Tasks to carry out:
a: In the article about Wendy Bell's Benghazi comparison, copy word for word the stretch from "click to enlarge" through "Wendy Bell’s feelings.".
b: Carry on the article about Wendy Bell's radio monologue on Governor Wolf, starting after its last sentence.

Passage to read:
Wendy Bell compares those against Gov. Wolf's coronavirus orders to people killed in Benghazi attacks | News | Pittsburgh | Pittsburgh City Paper

Wendy Bell compares those against Gov. Wolf's coronavirus orders to people killed in Benghazi attacks

click to enlarge Screenshot from Wendy Bell Live's "Friday Monologue," posted to Facebook on Fri., April 24
Screenshot from Wendy Bell Live's "Friday Monologue," posted to Facebook on Fri., April 24
A large majority of Pennsylvanians approve of both the social distancing guidelines currently under order in the commonwealth due to coronavirus and of Gov. Tom Wolf's job at handling the pandemic.

But these facts don’t seem to care about Wendy Bell’s feelings.

Despite a recent poll showing only 17% percent of Pennsylvanians think the social distance orders are too strict, and 59% of Pennsylvanians approving of Wolf’s handling of the COVID-19 pandemic, Bell still managed to claim the opposite during an April 24 broadcast of her show on KDKA Radio.


In fact, she went as far as to claim that Pennsylvanians are victims under Wolf’s orders and said that those who disagree with the closures are like the victims of the Benghazi attacks of 2012.
“There is a huge disconnect, Governor Wolf here in Pennsylvania, between you and the people who make up this great commonwealth. You are not hearing them,” she said during her monologue on her KDKD Radio show on April 24. “They are in the trenches, fighting for their lives, and you're not hearing them. You know, it was Sept. 11, 2012, when the U.S. ambassador to Benghazi in Libya, who had asked repeatedly for more security at that U.S. embassy in Benghazi and never received it. His calls never were answered. His requests for help were never heeded. When he was brutally attacked and murdered along with three other Americans and seven Libyans.”

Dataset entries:
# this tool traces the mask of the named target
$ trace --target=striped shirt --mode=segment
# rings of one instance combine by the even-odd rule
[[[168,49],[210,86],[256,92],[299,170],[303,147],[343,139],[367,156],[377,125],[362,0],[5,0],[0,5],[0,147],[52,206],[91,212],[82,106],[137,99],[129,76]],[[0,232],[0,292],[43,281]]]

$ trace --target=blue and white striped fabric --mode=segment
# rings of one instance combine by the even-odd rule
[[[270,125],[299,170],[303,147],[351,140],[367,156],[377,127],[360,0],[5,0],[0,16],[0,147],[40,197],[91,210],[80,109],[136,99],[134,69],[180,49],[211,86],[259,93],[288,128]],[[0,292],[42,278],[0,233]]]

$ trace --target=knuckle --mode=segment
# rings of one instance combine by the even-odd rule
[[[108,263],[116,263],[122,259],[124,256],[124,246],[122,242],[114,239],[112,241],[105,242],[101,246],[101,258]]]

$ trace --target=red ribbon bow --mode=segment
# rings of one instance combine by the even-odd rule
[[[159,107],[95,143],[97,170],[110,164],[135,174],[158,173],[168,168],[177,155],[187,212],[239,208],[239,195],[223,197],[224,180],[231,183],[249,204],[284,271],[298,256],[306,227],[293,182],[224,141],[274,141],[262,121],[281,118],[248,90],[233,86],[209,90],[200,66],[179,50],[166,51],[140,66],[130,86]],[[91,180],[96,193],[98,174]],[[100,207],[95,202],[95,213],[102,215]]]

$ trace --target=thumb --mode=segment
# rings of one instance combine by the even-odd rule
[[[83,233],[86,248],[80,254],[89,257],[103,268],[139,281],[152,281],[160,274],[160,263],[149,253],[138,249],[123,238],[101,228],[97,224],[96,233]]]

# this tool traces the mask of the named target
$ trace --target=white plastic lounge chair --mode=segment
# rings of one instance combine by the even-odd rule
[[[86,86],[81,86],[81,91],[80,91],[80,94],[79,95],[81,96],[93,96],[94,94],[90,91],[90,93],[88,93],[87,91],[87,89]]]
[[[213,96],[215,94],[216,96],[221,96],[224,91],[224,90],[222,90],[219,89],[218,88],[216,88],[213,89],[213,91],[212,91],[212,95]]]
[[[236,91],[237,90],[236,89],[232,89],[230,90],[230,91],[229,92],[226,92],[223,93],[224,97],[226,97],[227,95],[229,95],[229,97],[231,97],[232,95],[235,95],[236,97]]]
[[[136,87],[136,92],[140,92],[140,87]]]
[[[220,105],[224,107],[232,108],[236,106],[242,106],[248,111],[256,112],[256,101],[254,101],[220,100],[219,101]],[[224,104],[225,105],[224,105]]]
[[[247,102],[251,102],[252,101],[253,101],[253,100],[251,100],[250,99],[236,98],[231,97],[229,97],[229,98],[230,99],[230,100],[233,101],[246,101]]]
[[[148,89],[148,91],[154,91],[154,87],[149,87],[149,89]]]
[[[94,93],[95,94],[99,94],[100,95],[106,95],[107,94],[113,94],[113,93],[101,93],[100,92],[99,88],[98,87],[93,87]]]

Expected responses:
a:
click to enlarge Screenshot from Wendy Bell Live's "Friday Monologue," posted to Facebook on Fri., April 24
Screenshot from Wendy Bell Live's "Friday Monologue," posted to Facebook on Fri., April 24
A large majority of Pennsylvanians approve of both the social distancing guidelines currently under order in the commonwealth due to coronavirus and of Gov. Tom Wolf's job at handling the pandemic.

But these facts don’t seem to care about Wendy Bell’s feelings.

b:
In 2012, four Americans and seven Libyans were killed in an attack on the U.S. Embassy in Benghazi, Libya. The attack was carried out by the Islamic militant group Ansar al-Sharia. Since then, it has become a popular conspiracy theory among right-wingers that former Secretary of State Hillary Clinton and the Obama administration were responsible for the attacks, despite a 2014 investigation by the then Republican-controlled House that said the CIA and the military acted properly.

Regardless, Bell continues with her comparison during her monologue.

“They called, they called for help, they screamed it as rocket-propelled grenades and mortars and thugs with machine guns murdered them brutally,” said Bell. “Their calls were never answered. It was a collective gasp in American history that you could be an American and you could wave a white flag and need help and not have your government comfort you. Ladies and gentlemen, for so many men and women right now, this is that moment for them.”


Lt. Gov John Fetterman says he thoroughly questions the value of “comments so unserious” during a global pandemic.

In a statement, he writes that “50,000 of our fellow citizens have died from this virus-so far. Steps taken by Governor Wolf to drastically contain COVID have saved many lives, and enjoy the support of an *overwhelming* majority of Pennsylvania’s residents.”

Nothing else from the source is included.